— START OF Records for this exercise —

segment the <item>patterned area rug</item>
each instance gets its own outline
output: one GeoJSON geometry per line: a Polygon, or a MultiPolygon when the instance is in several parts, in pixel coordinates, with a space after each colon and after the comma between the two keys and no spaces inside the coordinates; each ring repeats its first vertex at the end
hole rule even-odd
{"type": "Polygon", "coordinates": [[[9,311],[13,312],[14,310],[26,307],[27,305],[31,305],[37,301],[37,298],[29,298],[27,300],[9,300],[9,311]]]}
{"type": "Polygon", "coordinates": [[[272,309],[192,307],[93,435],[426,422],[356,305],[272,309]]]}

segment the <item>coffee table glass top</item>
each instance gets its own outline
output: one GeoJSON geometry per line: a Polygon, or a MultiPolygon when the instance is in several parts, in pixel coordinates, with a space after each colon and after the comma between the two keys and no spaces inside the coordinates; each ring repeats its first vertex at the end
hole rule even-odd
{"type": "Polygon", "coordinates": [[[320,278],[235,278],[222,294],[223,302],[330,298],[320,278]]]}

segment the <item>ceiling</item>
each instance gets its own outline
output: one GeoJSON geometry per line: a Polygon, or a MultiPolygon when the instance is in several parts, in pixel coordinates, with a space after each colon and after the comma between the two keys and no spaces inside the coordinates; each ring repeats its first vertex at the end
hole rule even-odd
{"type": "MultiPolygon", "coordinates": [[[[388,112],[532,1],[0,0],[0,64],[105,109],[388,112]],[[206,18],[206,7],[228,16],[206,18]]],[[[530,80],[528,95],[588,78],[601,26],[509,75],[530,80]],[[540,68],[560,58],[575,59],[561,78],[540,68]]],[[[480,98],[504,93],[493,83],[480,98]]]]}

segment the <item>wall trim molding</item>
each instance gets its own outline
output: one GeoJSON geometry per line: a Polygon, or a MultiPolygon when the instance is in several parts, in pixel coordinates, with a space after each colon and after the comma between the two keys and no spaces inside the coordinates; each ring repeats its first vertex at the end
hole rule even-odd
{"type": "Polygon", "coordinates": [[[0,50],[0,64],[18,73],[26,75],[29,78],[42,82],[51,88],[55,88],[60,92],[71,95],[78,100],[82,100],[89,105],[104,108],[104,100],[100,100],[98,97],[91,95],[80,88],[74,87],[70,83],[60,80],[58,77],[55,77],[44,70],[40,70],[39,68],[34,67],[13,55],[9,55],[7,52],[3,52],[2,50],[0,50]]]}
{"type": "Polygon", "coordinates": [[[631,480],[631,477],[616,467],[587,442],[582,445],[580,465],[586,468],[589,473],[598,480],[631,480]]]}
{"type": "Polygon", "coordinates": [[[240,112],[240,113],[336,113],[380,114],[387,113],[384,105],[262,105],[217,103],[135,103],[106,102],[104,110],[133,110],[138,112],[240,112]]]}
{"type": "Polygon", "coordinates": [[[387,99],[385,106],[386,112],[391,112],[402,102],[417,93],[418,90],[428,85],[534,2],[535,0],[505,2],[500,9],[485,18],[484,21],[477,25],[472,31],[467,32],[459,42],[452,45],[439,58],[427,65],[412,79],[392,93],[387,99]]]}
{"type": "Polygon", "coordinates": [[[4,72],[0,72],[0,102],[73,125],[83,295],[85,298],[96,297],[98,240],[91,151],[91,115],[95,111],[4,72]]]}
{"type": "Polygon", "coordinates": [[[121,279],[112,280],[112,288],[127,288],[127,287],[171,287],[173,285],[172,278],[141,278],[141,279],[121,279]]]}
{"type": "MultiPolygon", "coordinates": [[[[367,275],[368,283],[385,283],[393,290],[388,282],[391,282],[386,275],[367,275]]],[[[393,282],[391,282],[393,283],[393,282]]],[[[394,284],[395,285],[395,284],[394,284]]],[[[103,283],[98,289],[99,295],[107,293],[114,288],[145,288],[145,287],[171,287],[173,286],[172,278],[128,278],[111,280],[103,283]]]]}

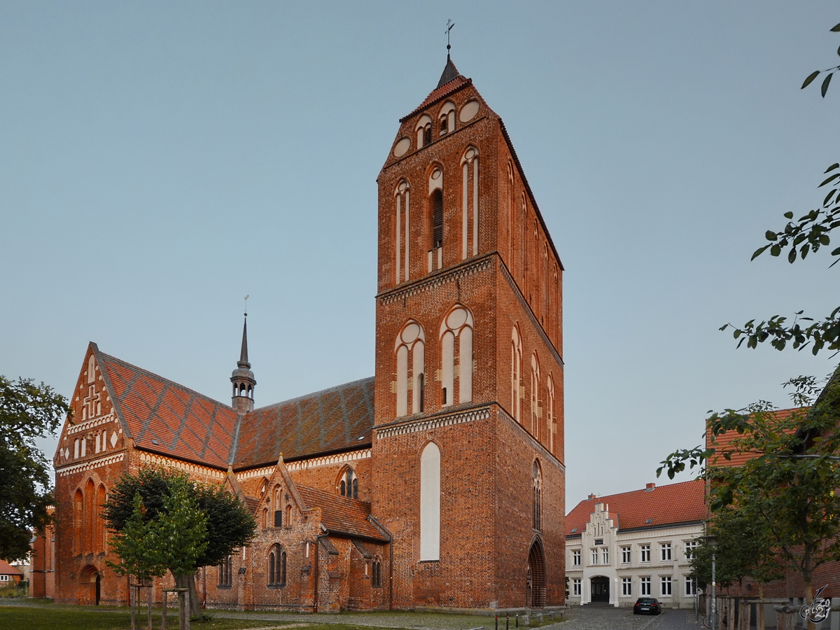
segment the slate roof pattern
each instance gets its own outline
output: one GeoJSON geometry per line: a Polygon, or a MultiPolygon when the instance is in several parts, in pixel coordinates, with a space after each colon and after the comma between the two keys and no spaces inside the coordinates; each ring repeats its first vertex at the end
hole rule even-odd
{"type": "Polygon", "coordinates": [[[239,427],[235,469],[370,445],[374,377],[263,407],[239,427]],[[363,439],[359,439],[362,438],[363,439]]]}
{"type": "Polygon", "coordinates": [[[596,503],[606,503],[610,516],[615,518],[617,515],[616,524],[620,532],[706,518],[705,483],[696,479],[581,501],[566,515],[566,538],[580,536],[586,528],[596,503]],[[653,519],[649,523],[646,522],[648,518],[653,519]]]}
{"type": "Polygon", "coordinates": [[[379,528],[368,520],[370,503],[331,495],[306,486],[298,486],[297,491],[301,493],[307,507],[321,508],[321,522],[330,533],[387,540],[379,528]]]}
{"type": "Polygon", "coordinates": [[[116,357],[97,351],[97,360],[138,448],[227,466],[236,423],[233,408],[116,357]]]}

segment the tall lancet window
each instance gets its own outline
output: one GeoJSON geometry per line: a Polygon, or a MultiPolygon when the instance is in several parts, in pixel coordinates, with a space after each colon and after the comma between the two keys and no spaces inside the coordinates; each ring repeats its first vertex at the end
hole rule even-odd
{"type": "Polygon", "coordinates": [[[441,406],[469,402],[472,400],[472,313],[456,305],[440,324],[441,347],[441,406]],[[455,344],[458,364],[455,364],[455,344]],[[455,378],[458,378],[458,400],[455,400],[455,378]]]}
{"type": "Polygon", "coordinates": [[[539,397],[539,360],[535,352],[531,355],[531,433],[538,440],[543,437],[540,426],[542,419],[543,407],[539,397]]]}
{"type": "Polygon", "coordinates": [[[409,320],[396,336],[394,352],[396,356],[396,416],[408,415],[408,392],[411,393],[412,413],[420,413],[425,408],[425,344],[426,333],[423,326],[409,320]],[[408,367],[411,366],[411,375],[408,367]]]}
{"type": "Polygon", "coordinates": [[[517,213],[515,196],[513,194],[513,162],[507,163],[507,246],[510,260],[507,269],[512,276],[515,276],[513,270],[514,259],[516,257],[516,234],[517,234],[517,213]]]}
{"type": "Polygon", "coordinates": [[[511,333],[511,413],[522,423],[522,341],[517,327],[511,333]]]}
{"type": "Polygon", "coordinates": [[[543,529],[543,471],[539,462],[533,462],[533,528],[543,529]]]}
{"type": "Polygon", "coordinates": [[[420,559],[440,559],[440,449],[433,442],[420,456],[420,559]]]}
{"type": "Polygon", "coordinates": [[[554,417],[554,379],[549,375],[549,450],[554,452],[554,436],[557,435],[557,418],[554,417]]]}
{"type": "Polygon", "coordinates": [[[428,270],[444,266],[444,171],[432,169],[428,176],[428,270]]]}
{"type": "Polygon", "coordinates": [[[417,126],[417,149],[432,144],[432,118],[423,116],[417,126]]]}
{"type": "Polygon", "coordinates": [[[467,149],[461,160],[464,190],[461,192],[461,258],[478,254],[478,150],[474,146],[467,149]],[[472,171],[472,186],[470,186],[470,172],[472,171]],[[471,190],[470,190],[471,189],[471,190]],[[470,195],[471,193],[471,195],[470,195]],[[471,199],[470,199],[471,197],[471,199]],[[470,229],[470,202],[472,205],[472,229],[470,229]],[[469,247],[472,232],[472,247],[469,247]],[[469,253],[471,252],[471,255],[469,253]]]}
{"type": "Polygon", "coordinates": [[[399,284],[408,280],[408,249],[409,249],[409,212],[411,202],[411,192],[408,190],[408,182],[401,180],[396,186],[395,192],[396,203],[396,229],[395,231],[395,273],[394,283],[399,284]]]}

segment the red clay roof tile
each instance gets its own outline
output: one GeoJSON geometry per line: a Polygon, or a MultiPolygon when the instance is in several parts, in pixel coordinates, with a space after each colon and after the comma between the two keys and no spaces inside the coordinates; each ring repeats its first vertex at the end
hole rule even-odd
{"type": "Polygon", "coordinates": [[[619,531],[702,521],[706,518],[704,489],[703,480],[697,479],[581,501],[566,516],[566,536],[580,535],[596,503],[607,504],[610,516],[617,518],[619,531]],[[649,523],[648,518],[653,519],[649,523]]]}
{"type": "Polygon", "coordinates": [[[306,486],[298,486],[297,491],[307,507],[321,508],[321,522],[330,533],[387,540],[379,528],[368,520],[370,503],[331,495],[306,486]]]}

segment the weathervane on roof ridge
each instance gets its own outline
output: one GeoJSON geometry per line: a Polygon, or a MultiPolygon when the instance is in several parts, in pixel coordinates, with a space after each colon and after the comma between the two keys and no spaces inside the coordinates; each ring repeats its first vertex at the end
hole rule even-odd
{"type": "Polygon", "coordinates": [[[455,23],[451,19],[446,20],[446,59],[449,58],[449,50],[452,48],[452,45],[449,44],[449,31],[452,30],[452,27],[455,25],[455,23]]]}

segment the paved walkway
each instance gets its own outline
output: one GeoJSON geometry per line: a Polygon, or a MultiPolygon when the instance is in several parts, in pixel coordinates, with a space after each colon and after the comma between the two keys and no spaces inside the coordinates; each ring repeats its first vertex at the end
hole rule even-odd
{"type": "Polygon", "coordinates": [[[661,615],[634,615],[633,608],[600,608],[573,606],[568,621],[556,623],[557,630],[699,630],[694,611],[665,609],[661,615]]]}

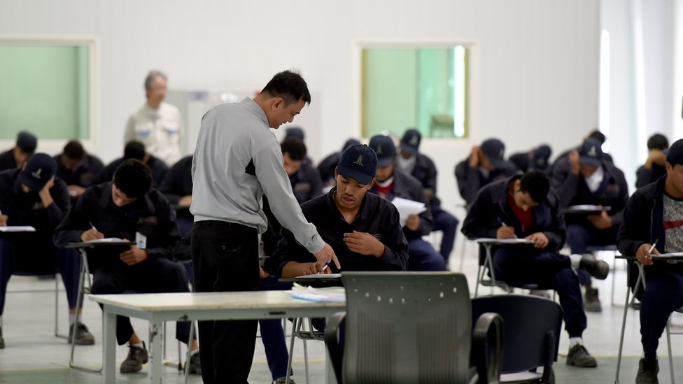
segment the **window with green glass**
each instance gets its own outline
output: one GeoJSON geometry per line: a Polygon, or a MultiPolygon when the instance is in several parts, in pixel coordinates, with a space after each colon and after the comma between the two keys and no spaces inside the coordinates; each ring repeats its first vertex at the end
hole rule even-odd
{"type": "Polygon", "coordinates": [[[90,49],[0,40],[0,139],[90,138],[90,49]]]}
{"type": "Polygon", "coordinates": [[[469,50],[372,48],[362,50],[362,134],[400,137],[467,136],[469,50]]]}

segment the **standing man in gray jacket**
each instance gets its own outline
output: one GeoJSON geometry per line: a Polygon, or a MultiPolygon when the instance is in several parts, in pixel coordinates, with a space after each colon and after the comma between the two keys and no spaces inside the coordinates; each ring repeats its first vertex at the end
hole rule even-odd
{"type": "MultiPolygon", "coordinates": [[[[341,268],[332,248],[306,221],[282,166],[269,127],[291,122],[311,102],[298,73],[275,75],[253,99],[218,106],[204,115],[192,162],[192,262],[197,292],[256,290],[258,234],[267,222],[267,195],[275,218],[314,254],[317,268],[341,268]]],[[[256,341],[256,320],[200,321],[205,384],[246,383],[256,341]],[[206,352],[205,352],[206,351],[206,352]]]]}

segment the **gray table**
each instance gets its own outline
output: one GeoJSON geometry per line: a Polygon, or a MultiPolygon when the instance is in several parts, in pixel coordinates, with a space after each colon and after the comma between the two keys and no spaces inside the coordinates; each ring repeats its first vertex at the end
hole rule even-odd
{"type": "Polygon", "coordinates": [[[325,318],[346,310],[344,302],[299,300],[293,299],[288,291],[93,294],[90,297],[102,304],[104,311],[102,383],[106,384],[114,383],[116,371],[117,315],[149,321],[148,376],[150,383],[160,383],[164,321],[325,318]]]}

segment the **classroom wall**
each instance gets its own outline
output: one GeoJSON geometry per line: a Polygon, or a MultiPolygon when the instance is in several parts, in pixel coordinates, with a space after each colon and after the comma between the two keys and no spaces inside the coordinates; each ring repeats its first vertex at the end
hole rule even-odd
{"type": "Polygon", "coordinates": [[[299,68],[322,95],[321,126],[305,127],[321,130],[308,143],[319,159],[360,134],[359,44],[468,43],[471,138],[423,147],[439,167],[444,207],[462,218],[453,169],[472,145],[498,136],[509,153],[540,142],[558,153],[597,125],[599,7],[595,0],[0,0],[0,34],[98,38],[99,143],[90,150],[106,161],[122,151],[150,69],[167,72],[174,89],[244,92],[299,68]]]}

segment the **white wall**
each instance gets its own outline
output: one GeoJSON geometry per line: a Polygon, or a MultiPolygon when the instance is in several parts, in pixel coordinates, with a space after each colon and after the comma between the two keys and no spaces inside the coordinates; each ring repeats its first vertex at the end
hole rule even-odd
{"type": "Polygon", "coordinates": [[[444,207],[451,208],[460,200],[453,166],[473,143],[498,136],[511,153],[542,141],[558,153],[597,125],[599,5],[0,0],[0,34],[99,39],[100,143],[90,149],[105,160],[122,150],[123,127],[143,102],[150,69],[166,71],[171,88],[244,91],[262,87],[278,71],[299,68],[322,95],[322,127],[305,127],[321,130],[318,142],[308,143],[318,159],[360,134],[359,43],[472,43],[472,140],[423,145],[439,166],[444,207]]]}

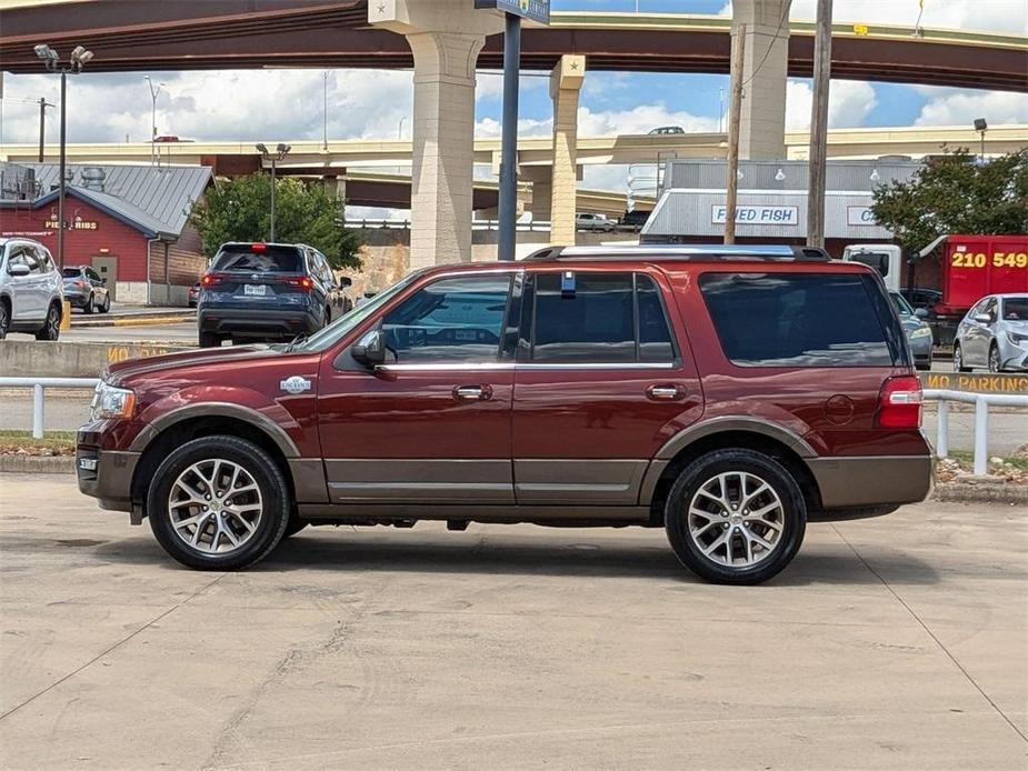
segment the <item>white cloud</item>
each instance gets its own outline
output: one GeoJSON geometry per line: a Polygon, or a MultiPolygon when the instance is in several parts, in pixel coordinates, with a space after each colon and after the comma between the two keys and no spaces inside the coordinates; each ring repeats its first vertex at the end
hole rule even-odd
{"type": "MultiPolygon", "coordinates": [[[[838,23],[914,27],[919,12],[918,0],[835,0],[831,18],[838,23]]],[[[721,14],[731,14],[730,2],[721,14]]],[[[816,16],[817,0],[792,0],[790,19],[811,20],[816,16]]],[[[1028,13],[1022,0],[925,0],[921,27],[1024,34],[1028,32],[1028,13]]]]}
{"type": "MultiPolygon", "coordinates": [[[[786,129],[804,131],[810,128],[814,92],[808,81],[786,83],[786,129]]],[[[859,80],[832,80],[828,91],[828,127],[848,129],[864,124],[878,104],[875,89],[859,80]]]]}
{"type": "Polygon", "coordinates": [[[919,88],[928,97],[915,126],[969,126],[985,118],[992,126],[1028,123],[1028,94],[1007,91],[919,88]]]}

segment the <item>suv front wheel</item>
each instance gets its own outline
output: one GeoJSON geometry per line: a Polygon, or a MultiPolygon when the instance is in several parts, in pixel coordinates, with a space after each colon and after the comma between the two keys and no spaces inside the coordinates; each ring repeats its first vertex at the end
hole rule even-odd
{"type": "Polygon", "coordinates": [[[717,583],[777,575],[804,542],[807,507],[792,474],[753,450],[718,450],[679,474],[665,508],[668,540],[689,570],[717,583]]]}
{"type": "Polygon", "coordinates": [[[238,570],[268,555],[289,523],[281,469],[252,442],[203,437],[158,467],[150,529],[171,557],[200,570],[238,570]]]}

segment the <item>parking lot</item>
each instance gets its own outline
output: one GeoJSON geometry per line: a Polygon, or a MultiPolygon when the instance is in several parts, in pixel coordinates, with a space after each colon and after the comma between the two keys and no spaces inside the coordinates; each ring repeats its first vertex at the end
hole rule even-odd
{"type": "Polygon", "coordinates": [[[811,524],[757,588],[663,533],[308,529],[171,562],[71,477],[0,475],[4,769],[1012,769],[1028,518],[811,524]]]}

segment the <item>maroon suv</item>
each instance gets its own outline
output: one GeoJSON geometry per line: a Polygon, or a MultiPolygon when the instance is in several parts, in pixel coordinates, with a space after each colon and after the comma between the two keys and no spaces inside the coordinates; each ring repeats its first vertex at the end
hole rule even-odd
{"type": "Polygon", "coordinates": [[[411,273],[302,343],[112,364],[77,467],[193,568],[307,524],[638,524],[756,583],[808,519],[925,498],[920,402],[861,264],[568,248],[411,273]]]}

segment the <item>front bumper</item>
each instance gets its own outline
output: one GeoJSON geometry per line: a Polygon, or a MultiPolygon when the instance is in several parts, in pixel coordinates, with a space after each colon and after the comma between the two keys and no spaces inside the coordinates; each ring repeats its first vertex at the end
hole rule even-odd
{"type": "Polygon", "coordinates": [[[236,338],[295,338],[312,334],[321,328],[320,319],[307,308],[268,310],[259,308],[201,308],[197,314],[201,332],[236,338]]]}
{"type": "Polygon", "coordinates": [[[79,492],[99,499],[102,509],[131,511],[132,475],[139,455],[139,452],[79,444],[74,453],[79,492]]]}

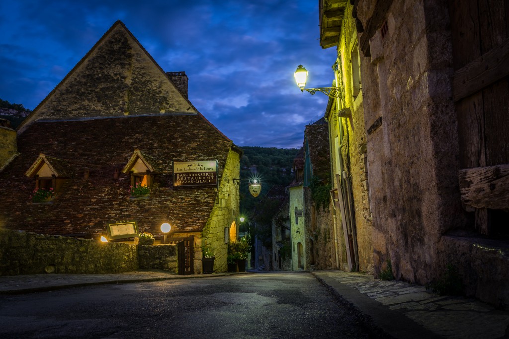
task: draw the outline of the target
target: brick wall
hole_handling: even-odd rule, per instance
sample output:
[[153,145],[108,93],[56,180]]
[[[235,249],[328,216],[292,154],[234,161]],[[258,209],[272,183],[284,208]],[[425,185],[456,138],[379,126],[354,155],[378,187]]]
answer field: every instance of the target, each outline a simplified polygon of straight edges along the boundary
[[0,229],[0,275],[108,273],[139,268],[178,273],[177,246],[136,245]]
[[17,153],[16,131],[0,126],[0,170]]
[[[234,181],[233,179],[240,177],[240,162],[239,154],[230,150],[224,166],[217,199],[207,225],[203,229],[203,238],[201,239],[202,241],[200,244],[201,250],[199,253],[195,253],[195,258],[200,260],[201,265],[203,247],[206,246],[212,251],[215,257],[214,261],[215,272],[228,270],[228,244],[224,241],[224,229],[230,227],[233,223],[235,223],[236,227],[238,224],[239,183],[238,181]],[[238,229],[236,232],[238,234]],[[230,234],[229,228],[228,234]],[[201,266],[199,271],[202,271]]]

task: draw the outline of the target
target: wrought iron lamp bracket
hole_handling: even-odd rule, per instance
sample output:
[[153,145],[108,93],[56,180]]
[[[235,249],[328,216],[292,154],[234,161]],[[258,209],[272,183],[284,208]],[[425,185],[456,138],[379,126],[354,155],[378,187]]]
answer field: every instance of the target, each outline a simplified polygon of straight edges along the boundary
[[329,98],[336,98],[340,97],[340,88],[337,87],[324,87],[319,88],[301,88],[301,91],[304,90],[314,95],[317,92],[322,92]]

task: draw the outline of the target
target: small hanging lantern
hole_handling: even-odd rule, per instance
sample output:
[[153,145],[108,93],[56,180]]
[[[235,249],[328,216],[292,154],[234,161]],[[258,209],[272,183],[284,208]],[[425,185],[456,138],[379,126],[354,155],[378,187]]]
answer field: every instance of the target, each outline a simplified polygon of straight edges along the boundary
[[262,191],[262,183],[257,179],[254,179],[252,181],[249,180],[249,193],[251,195],[256,198]]
[[297,82],[297,85],[302,90],[306,85],[306,80],[307,78],[307,71],[301,65],[299,65],[297,68],[294,74],[295,81]]

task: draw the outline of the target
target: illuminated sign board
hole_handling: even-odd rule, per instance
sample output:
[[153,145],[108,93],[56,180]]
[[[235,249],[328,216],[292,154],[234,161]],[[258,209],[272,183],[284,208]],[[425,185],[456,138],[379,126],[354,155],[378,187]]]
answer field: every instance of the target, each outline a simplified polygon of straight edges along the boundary
[[138,226],[135,221],[106,224],[106,229],[110,240],[134,238],[138,236]]
[[174,162],[173,186],[217,185],[217,162]]

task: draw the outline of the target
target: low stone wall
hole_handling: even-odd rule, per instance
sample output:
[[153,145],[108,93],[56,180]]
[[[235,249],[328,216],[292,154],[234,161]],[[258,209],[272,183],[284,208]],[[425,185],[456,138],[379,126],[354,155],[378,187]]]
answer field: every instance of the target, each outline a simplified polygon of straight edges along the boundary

— END OF Records for this exercise —

Task instructions ::
Locate every line in the records above that contains the string "table", matching case exactly, and copy each of those lines.

Result for this exercise ::
segment the <item>coffee table glass top</item>
segment the **gray table**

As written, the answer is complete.